- Exercise aim: Reproduce the blog post below word for word, from its date line to its last sentence.

- Quoted text:
------

Friday, May 15, 2009

I wrote an article for my department's newsletter, The Newsense. It got published, but I dint write my name there. Just thought of posting it here on the web, vase bhi hardly anyone reads my blog :)

I FLY ! ! !

“OMmmm… I am on top of the world!” that was what i said, when I doped for the first time. I still remember that day blow-by-blow. That was around…hmmm…now I can’t remember. But it’s been long, and that one day changed my entire life!!!
My life haunted me, until I decided to try drugs. It was one of those perfect days when nothing goes your way. From dawn to dusk, you just get grilled. Punished for being late for p.t., boring classes, punished again breakfast time (because many of my classmates dint turn up for physical training), some more classes and again punishment after lunch for the same reason. The day didn't end there, punishment went on for two hours and than half an hour of break and back to field for sports. Things went on and on…beaten up, punished, abused…I faced it all. And this was just some of the things that I had to face in the last two years of my boarding life. I have been the quarry for all indiscretions and have been bullied all through my school life but things became worse only after I moved into the senior school 2 years ago. 
The decision to do drugs, was brought on by the sheer despodency of my life back then. And today if you ask me if I regret taking that decision, I would just give you a faint smile and walk away.

------

- Source excerpt:
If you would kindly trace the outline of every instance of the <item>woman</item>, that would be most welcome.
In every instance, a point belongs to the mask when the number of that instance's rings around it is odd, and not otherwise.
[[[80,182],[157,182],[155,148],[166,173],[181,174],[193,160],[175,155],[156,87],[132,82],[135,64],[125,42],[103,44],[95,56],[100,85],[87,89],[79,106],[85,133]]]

------

- Response to the exercise:
Friday, May 15, 2009

I wrote an article for my department's newsletter, The Newsense. It got published, but I dint write my name there. Just thought of posting it here on the web, vase bhi hardly anyone reads my blog :)

I FLY ! ! !

“OMmmm… I am on top of the world!” that was what i said, when I doped for the first time. I still remember that day blow-by-blow. That was around…hmmm…now I can’t remember. But it’s been long, and that one day changed my entire life!!!
My life haunted me, until I decided to try drugs. It was one of those perfect days when nothing goes your way. From dawn to dusk, you just get grilled. Punished for being late for p.t., boring classes, punished again breakfast time (because many of my classmates dint turn up for physical training), some more classes and again punishment after lunch for the same reason. The day didn't end there, punishment went on for two hours and than half an hour of break and back to field for sports. Things went on and on…beaten up, punished, abused…I faced it all. And this was just some of the things that I had to face in the last two years of my boarding life. I have been the quarry for all indiscretions and have been bullied all through my school life but things became worse only after I moved into the senior school 2 years ago. 
The decision to do drugs, was brought on by the sheer despodency of my life back then. And today if you ask me if I regret taking that decision, I would just give you a faint smile and walk away.